Questões de estudo =>
1. Responda com base no texto sobre as eleições diretas:
(a) Quem substituiu o General Golbery na Chefia da Casa Civil?
(b) Em quantos Estados o PMDB venceu as eleições para os governos estaduais?
(c) Por que o projeto de emenda apresentado pelo Deputado Dante de Oliveira não foi aprovado no Congresso Nacional?
2. Reproduza o trecho do texto sobre as eleições diretas que começa em "Em novembro de 1983, os" e termina em "do Colégio Eleitoral.".

Texto =>
--- --- ---

Em novembro de 1980, foi aprovada emenda constitucional estabelecendo eleições diretas para Governador. Cisões internas dos grupos reacionários do regime levaram ao afastamento do General Golbery da Chefia da Casa Civil, substituído por Leitão de Abreu, que já havia ocupado o cargo no Governo Médici. Dois anos depois, realizaram-se eleições diretas para os governos estaduais, pela primeira vez, desde 1965, com o PDS ganhando em 12 Estados, o PMDB em 10 e o PDT em 1.

Em novembro de 1983, os partidos oposicionistas encetaram a campanha das "Diretas, Já!", visando a introdução de uma emenda constitucional determinando que as eleições presidenciais de 1984 fossem realizadas pelo voto popular, transformando-se no maior movimento de massa da História do Brasil. Sob esse clima, o Deputado Dante de Oliveira apresentou um projeto de emenda constitucional restabelecendo as eleições diretas para Presidente, não sendo aprovada no Congresso Nacional por não atingir a maioria de dois terços necessária para a modificação de matéria constitucional, permanecendo a escolha do futuro Presidente pela via indireta, por meio do Colégio Eleitoral.

--- --- ---

Excertos de dados =>
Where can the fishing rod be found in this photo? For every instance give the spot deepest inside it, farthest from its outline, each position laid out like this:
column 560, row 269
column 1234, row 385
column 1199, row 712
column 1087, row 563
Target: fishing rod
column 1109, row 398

--- --- ---

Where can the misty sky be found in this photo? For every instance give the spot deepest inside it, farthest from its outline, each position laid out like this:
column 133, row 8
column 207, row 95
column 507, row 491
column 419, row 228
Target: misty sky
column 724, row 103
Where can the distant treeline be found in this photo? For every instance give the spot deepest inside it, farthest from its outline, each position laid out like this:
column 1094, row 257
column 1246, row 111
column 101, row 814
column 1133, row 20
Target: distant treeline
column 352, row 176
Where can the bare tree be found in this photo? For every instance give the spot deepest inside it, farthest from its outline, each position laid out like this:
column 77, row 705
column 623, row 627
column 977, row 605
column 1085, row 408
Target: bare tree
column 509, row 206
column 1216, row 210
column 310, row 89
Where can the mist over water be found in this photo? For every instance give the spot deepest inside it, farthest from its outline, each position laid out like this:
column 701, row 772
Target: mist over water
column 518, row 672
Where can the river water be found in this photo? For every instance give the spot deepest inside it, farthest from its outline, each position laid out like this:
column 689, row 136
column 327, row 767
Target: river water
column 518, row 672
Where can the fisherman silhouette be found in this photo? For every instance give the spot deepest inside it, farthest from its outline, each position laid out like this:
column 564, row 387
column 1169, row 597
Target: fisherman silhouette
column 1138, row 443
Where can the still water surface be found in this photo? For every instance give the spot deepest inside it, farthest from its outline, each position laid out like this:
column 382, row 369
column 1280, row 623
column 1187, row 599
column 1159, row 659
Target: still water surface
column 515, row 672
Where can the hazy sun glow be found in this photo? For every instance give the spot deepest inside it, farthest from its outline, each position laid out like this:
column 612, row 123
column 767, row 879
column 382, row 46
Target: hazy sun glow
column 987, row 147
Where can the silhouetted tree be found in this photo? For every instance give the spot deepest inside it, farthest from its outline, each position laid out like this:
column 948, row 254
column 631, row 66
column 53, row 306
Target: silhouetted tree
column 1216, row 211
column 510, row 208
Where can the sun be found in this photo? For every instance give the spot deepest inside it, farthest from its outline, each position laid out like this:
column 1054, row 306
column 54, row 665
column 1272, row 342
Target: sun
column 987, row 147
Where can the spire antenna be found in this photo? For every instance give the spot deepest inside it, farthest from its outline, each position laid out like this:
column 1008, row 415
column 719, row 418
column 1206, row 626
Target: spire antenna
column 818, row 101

--- --- ---

Resultados do exercício =>
1.
(a) Leitão de Abreu.
(b) Em 10 Estados.
(c) Porque não atingiu a maioria de dois terços necessária para a modificação de matéria constitucional.

2.
Em novembro de 1983, os partidos oposicionistas encetaram a campanha das "Diretas, Já!", visando a introdução de uma emenda constitucional determinando que as eleições presidenciais de 1984 fossem realizadas pelo voto popular, transformando-se no maior movimento de massa da História do Brasil. Sob esse clima, o Deputado Dante de Oliveira apresentou um projeto de emenda constitucional restabelecendo as eleições diretas para Presidente, não sendo aprovada no Congresso Nacional por não atingir a maioria de dois terços necessária para a modificação de matéria constitucional, permanecendo a escolha do futuro Presidente pela via indireta, por meio do Colégio Eleitoral.